Input for this task ▸
>> Begin
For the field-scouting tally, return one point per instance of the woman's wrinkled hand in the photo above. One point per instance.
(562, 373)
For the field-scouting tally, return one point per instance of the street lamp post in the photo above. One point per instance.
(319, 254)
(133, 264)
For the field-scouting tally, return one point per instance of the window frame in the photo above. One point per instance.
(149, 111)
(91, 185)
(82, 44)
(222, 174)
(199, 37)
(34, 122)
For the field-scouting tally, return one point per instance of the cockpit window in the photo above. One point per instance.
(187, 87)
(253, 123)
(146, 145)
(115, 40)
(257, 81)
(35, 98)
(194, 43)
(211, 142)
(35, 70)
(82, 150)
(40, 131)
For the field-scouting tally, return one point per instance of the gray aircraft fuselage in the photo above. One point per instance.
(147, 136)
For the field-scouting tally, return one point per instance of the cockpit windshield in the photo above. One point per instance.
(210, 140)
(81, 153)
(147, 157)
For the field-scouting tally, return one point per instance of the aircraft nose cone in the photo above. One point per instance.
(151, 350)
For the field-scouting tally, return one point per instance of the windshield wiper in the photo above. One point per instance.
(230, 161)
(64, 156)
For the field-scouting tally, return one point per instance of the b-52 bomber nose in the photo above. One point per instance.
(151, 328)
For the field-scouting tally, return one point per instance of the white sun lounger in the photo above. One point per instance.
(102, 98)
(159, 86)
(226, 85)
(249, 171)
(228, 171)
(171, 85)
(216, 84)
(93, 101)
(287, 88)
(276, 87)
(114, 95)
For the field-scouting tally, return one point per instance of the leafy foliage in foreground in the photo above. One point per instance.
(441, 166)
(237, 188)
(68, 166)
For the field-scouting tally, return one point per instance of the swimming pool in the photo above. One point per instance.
>> End
Reproduce the lines from the one containing "of the aircraft" to the end of the entries, keeping both ends and adding nothing.

For the field-scouting tally, return one point per instance of the aircraft nose cone in the photo above. One point per instance.
(151, 350)
For the field-scouting tally, return one point per instance of the windshield wiper in the photo above. One point per instance.
(230, 161)
(64, 156)
For the field-scouting tally, return one point per instance of the b-52 bomber nose in the photo above. One point per instance.
(151, 328)
For the field-scouting tally, return one point per instance of the white sun lounger in the photo above. One point per instance.
(102, 98)
(159, 86)
(226, 85)
(249, 171)
(228, 171)
(171, 85)
(216, 84)
(93, 101)
(287, 88)
(276, 87)
(114, 95)
For the field-scouting tally, return one point per instance of the leafy foliage in foreground in the photo above. One point per instance.
(441, 166)
(237, 188)
(68, 166)
For the field-scouting tally, return one point per instance of the swimming pool in the photo above. One point per instance.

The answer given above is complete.